**Task directions:** Please convert every record below into a JSON list of strings, one string per line, leaving out blank lines.
********************
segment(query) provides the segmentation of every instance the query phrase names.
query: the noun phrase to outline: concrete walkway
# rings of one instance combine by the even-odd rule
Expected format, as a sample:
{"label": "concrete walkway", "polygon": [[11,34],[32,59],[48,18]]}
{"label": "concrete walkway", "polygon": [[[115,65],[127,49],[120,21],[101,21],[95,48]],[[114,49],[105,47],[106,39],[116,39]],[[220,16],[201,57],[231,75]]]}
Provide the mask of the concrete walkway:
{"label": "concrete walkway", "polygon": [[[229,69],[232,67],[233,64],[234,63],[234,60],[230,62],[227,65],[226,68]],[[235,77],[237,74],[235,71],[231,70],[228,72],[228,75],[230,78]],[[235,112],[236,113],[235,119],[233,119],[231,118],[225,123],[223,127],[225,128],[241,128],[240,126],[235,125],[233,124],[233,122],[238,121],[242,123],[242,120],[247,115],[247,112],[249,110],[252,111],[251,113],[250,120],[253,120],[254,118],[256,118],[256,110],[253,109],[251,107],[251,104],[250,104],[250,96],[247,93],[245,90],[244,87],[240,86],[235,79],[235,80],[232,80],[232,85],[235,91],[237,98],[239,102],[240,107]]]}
********************
**The reply:**
[
  "segment(query) provides the segmentation of every instance the query phrase names.",
  "query: the noun phrase to outline: concrete walkway",
  "# rings of one instance combine by the even-odd rule",
  "Expected format, as a sample:",
  "{\"label\": \"concrete walkway\", \"polygon\": [[11,34],[32,59],[48,18]]}",
  "{\"label\": \"concrete walkway\", \"polygon\": [[[115,65],[127,49],[120,21],[101,21],[95,48]],[[114,49],[105,47],[106,39],[116,39]],[[220,16],[201,57],[231,75]]]}",
  "Provide the mask of the concrete walkway:",
  "{\"label\": \"concrete walkway\", \"polygon\": [[[229,69],[232,67],[233,64],[234,63],[234,60],[230,62],[227,65],[226,68]],[[235,77],[237,74],[235,71],[231,70],[228,72],[228,75],[230,78]],[[235,112],[236,113],[235,119],[233,119],[231,118],[225,123],[223,127],[225,128],[241,128],[240,126],[235,125],[233,124],[233,122],[238,121],[242,123],[242,120],[247,115],[247,112],[249,110],[252,111],[251,113],[250,120],[253,120],[254,118],[256,118],[256,110],[253,109],[251,107],[251,104],[250,104],[250,96],[247,93],[245,90],[244,87],[240,86],[235,79],[235,80],[232,80],[232,85],[235,91],[237,98],[239,102],[240,107]]]}"
]